→ Passage to read:

= = = =

Social Security Trustees Report That The Program Is In Permanent Deficit
10:22am
The Congressional Budget Office reported back in January that the Social Security program was in permanent deficit back in January. On Friday that calculation was backed up with a report issued by the Social Security Trustees who conclude that a gap between the program’s revenues and payouts will be “a permanent feature of the program’s finances going forward.”
Social Security will run a permanent yearly deficit when looking at the program’s tax revenues compared to what it must pay out in benefits, the program’s trustees said Friday in a report that found both the outlook for Social Security and Medicare, the two major federal social safety-net programs, have worsened over the last year.
Medicare’s hospital insurance trust fund is now slated to run out of money in 2024, or five years earlier than last year’s projection, while Social Security’s trust fund will be exhausted by 2036, a year earlier than the prior projection.
Social Security began running an annual deficit in 2010 when looking at tax income and benefit payments. The gap right now is made up by payments from the trust fund, which in theory has built up over the years when the program ran an annual surplus.
Charles Blahous, one of the trustees, said the gap between tax revenues and benefit payments is now “a permanent feature of the program’s finances going forward.”
Apologists for the Social Security status quo will respond by pointing to the trust fund, which theoretically can pay out benefits through 2036. The problem is, there is no trust fund. The US Treasury has borrowed from the Social Security Trust Fund to the point where that fund is now depleted.
Here’s how it worked:
To borrow, the Treasury Department issues a bond to the Social Security Trust Fund promising to pay back the borrowed money with interest at a later date.

= = = =

→ Entries supplied:

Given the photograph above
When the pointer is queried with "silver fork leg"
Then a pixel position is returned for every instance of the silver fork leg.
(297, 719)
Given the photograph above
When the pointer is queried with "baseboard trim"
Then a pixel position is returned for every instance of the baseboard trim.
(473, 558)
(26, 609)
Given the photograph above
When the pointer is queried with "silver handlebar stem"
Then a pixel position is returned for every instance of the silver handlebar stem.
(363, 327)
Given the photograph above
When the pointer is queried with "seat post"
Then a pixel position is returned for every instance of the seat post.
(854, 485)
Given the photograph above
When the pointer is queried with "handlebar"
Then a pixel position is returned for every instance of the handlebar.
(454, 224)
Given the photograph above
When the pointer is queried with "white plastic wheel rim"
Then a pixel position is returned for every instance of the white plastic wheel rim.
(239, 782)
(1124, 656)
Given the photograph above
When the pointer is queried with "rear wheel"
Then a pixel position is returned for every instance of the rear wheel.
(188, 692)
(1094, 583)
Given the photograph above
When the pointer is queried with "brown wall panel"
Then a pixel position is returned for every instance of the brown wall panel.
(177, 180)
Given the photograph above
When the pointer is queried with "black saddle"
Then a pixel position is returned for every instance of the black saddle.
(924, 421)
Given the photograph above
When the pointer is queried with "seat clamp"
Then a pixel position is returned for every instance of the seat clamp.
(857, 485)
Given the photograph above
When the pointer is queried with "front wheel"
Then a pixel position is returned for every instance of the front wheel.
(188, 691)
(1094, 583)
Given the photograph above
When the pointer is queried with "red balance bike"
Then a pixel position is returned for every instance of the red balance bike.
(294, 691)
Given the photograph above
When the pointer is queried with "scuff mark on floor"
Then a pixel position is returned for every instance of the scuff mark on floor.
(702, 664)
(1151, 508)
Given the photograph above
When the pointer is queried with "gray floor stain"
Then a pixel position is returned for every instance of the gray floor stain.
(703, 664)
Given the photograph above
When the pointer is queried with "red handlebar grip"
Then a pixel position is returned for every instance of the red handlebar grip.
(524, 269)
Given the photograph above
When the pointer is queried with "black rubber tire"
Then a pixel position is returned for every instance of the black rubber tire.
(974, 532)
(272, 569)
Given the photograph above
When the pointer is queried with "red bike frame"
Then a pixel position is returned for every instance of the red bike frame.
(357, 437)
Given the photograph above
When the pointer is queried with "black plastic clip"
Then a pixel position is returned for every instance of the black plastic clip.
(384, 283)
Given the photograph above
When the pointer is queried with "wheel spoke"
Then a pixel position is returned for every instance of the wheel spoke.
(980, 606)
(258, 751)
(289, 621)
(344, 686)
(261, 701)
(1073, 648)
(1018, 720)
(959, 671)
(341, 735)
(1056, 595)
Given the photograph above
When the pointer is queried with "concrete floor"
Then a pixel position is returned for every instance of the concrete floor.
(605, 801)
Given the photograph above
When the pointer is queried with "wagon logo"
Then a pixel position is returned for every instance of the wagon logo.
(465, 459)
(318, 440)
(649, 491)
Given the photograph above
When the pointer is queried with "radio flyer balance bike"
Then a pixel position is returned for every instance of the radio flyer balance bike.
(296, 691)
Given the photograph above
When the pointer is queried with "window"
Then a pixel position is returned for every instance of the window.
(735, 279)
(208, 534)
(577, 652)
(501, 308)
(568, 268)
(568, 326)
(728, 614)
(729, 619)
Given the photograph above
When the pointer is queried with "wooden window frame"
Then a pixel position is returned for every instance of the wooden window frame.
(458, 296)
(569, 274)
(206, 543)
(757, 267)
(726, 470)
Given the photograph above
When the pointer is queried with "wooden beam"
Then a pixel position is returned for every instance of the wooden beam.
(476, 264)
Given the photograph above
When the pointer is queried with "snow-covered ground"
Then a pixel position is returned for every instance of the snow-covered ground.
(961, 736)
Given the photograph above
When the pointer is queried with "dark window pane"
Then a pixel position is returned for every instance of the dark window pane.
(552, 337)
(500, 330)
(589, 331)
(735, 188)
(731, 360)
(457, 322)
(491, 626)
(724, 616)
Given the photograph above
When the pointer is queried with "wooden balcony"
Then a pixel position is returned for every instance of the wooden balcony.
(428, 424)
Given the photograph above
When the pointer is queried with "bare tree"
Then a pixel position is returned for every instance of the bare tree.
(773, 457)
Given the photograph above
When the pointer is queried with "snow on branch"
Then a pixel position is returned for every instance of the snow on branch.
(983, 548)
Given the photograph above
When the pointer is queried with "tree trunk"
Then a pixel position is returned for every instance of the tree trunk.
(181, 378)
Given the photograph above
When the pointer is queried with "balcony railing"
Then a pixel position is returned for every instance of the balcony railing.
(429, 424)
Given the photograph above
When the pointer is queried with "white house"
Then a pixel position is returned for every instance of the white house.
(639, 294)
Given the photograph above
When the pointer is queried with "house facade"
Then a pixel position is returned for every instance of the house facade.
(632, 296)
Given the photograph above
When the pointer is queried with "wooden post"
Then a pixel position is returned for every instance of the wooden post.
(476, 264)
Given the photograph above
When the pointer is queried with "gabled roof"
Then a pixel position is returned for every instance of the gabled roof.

= = = =

→ Problems to solve:
1 - According to the Social Security article, in what year is Medicare's hospital insurance trust fund now slated to run out of money?
2 - Write a continuation of the Social Security article that picks up right after its final sentence.
The material after the Social Security article is separate from it.

→ Solved problems:
1 - 2024

2 -
For a long time, thanks to the baby boomers, Social Security was able to collect more in revenues than it paid out in benefits. Thus there was no need to dip into the trust fund. Indeed, it meant there was more in the trust fund for the federal government to spend elsewhere.
But now those revenue surpluses are gone. In order to continue paying benefits Social Security must use its trust fund. Only the trust fund doesn’t have cash in it but rather bonds (IOU’s if you will) issued by the federal government, meaning that now there is no choice but to have the Treasury borrow funds to make good on the bonds to continue making SS benefit payments.
In practical terms, this means that every dollar of the deficit between what the SS program collects in revenues and what it must pay out in benefits adds directly to the national debt. Because the Treasury will have to pay back the bonds that are in the trust fund before the trust fund can dispense funds to pay benefits, and since the national budget is permanently in deficit the only way for the Treasury to do that is through borrowing.
If a private company ran its pension fund like this people would be in jail. But this is the US government, so it’s different.